> [Exercise description]
Send back all of the records, each one exactly as written.

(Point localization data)
_ _ _ _ _ _ _

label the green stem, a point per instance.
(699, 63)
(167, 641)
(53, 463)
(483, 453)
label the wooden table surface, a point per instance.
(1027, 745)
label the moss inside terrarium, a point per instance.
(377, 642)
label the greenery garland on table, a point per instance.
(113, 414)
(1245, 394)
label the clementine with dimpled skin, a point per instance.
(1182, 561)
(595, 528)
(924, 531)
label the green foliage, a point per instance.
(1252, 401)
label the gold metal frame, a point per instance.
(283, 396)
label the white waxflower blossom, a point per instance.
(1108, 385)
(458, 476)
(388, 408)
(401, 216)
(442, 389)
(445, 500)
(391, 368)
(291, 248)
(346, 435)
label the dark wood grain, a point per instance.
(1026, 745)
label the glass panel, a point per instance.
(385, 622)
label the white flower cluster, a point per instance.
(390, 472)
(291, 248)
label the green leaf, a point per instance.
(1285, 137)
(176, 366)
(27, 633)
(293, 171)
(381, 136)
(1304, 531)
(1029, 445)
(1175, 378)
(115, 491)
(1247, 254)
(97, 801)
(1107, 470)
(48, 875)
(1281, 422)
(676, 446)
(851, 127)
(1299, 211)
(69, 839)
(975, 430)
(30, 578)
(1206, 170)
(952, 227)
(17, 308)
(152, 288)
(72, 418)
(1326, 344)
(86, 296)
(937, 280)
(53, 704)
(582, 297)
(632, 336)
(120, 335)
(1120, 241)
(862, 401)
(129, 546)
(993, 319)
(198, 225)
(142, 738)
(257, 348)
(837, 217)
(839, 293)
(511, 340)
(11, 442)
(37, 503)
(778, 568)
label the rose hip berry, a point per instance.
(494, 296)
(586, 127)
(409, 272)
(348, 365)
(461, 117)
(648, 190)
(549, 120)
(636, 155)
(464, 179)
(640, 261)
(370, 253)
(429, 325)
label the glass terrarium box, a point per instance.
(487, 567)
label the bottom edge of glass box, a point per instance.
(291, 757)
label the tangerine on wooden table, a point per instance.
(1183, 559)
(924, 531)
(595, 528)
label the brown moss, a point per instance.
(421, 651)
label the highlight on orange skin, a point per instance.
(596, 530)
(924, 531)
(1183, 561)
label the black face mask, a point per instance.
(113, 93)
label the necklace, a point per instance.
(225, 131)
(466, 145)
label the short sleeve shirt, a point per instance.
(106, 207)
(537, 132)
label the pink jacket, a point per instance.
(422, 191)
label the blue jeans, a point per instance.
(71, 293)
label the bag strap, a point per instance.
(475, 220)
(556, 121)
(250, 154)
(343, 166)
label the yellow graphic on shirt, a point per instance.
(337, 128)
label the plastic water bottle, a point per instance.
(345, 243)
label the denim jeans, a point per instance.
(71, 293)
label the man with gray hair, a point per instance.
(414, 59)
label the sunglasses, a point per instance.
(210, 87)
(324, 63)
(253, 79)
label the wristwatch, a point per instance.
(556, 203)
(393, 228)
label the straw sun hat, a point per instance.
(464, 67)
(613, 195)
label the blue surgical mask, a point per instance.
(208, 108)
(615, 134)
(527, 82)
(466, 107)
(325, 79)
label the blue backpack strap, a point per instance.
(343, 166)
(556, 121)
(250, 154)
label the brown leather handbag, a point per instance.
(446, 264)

_ _ _ _ _ _ _

> [Result]
label the green stem, a point per instance.
(699, 63)
(167, 641)
(53, 463)
(483, 453)
label the wooden table surface, a point per instance.
(1027, 745)
label the moss inside terrarium, a point per instance.
(377, 642)
label the greenery garland on table, a point per instance.
(113, 414)
(1245, 394)
label the clementine with dimpled skin, a point per instance.
(1182, 561)
(595, 528)
(924, 531)
label the green foliage, a point per instance.
(1252, 401)
label the gold metal frame, a point per instance.
(283, 396)
label the white waxflower blossom, a point per instance.
(1108, 385)
(458, 476)
(388, 408)
(401, 216)
(442, 389)
(445, 500)
(391, 368)
(291, 248)
(346, 435)
label the dark wood grain, a point per instance.
(1026, 745)
label the glass panel, a point per instance.
(385, 622)
label the white flower cluster, a point per instance.
(390, 472)
(291, 248)
label the green leaf, a point per instance.
(1285, 137)
(176, 366)
(27, 633)
(293, 171)
(381, 136)
(1304, 531)
(1029, 445)
(1175, 378)
(115, 491)
(1247, 254)
(97, 801)
(1107, 470)
(48, 875)
(1281, 422)
(676, 446)
(851, 127)
(1299, 211)
(69, 839)
(975, 430)
(30, 578)
(1206, 170)
(952, 227)
(17, 308)
(152, 288)
(72, 418)
(1326, 344)
(86, 296)
(937, 280)
(53, 704)
(582, 297)
(632, 336)
(120, 335)
(1120, 241)
(862, 401)
(129, 546)
(993, 319)
(198, 225)
(142, 738)
(257, 348)
(837, 217)
(839, 293)
(511, 340)
(11, 442)
(37, 503)
(778, 568)
label the rose hip berry, a point per instance.
(494, 296)
(586, 127)
(409, 272)
(348, 365)
(461, 117)
(648, 190)
(549, 120)
(636, 155)
(464, 179)
(640, 261)
(370, 253)
(429, 325)
label the glass terrarium box, a point per instance.
(487, 567)
label the bottom edge of glass box, a point per instance.
(291, 757)
label the tangerine on wooden table, a point per instance.
(1183, 559)
(924, 531)
(595, 528)
label the brown moss, a point per instance.
(421, 651)
label the highlight on orange skin, a point per instance.
(596, 530)
(924, 531)
(1183, 561)
label the black face mask, a point per instance.
(113, 93)
label the necklace, a point per instance.
(225, 131)
(466, 145)
label the short sleeve shirt, a point per instance.
(106, 207)
(537, 132)
label the pink jacket, a point per instance.
(422, 191)
label the blue jeans, a point per instance.
(71, 293)
label the bag strap, a point per instance.
(475, 220)
(556, 121)
(250, 154)
(343, 166)
label the yellow graphic on shirt, a point per instance.
(337, 128)
label the plastic water bottle, a point per instance.
(345, 243)
label the denim jeans, a point per instance.
(71, 293)
label the man with gray hair, a point per instance.
(414, 59)
label the sunglasses, a point per instance.
(210, 87)
(324, 63)
(253, 79)
label the wristwatch, a point per instance.
(556, 203)
(393, 228)
label the straw sun hat, a point per instance.
(464, 67)
(613, 195)
label the blue surgical mask, a point per instance.
(208, 108)
(615, 134)
(527, 82)
(466, 107)
(325, 79)
label the blue backpack strap, a point per instance.
(343, 166)
(556, 121)
(250, 154)
label the brown leather handbag, a point per instance.
(446, 264)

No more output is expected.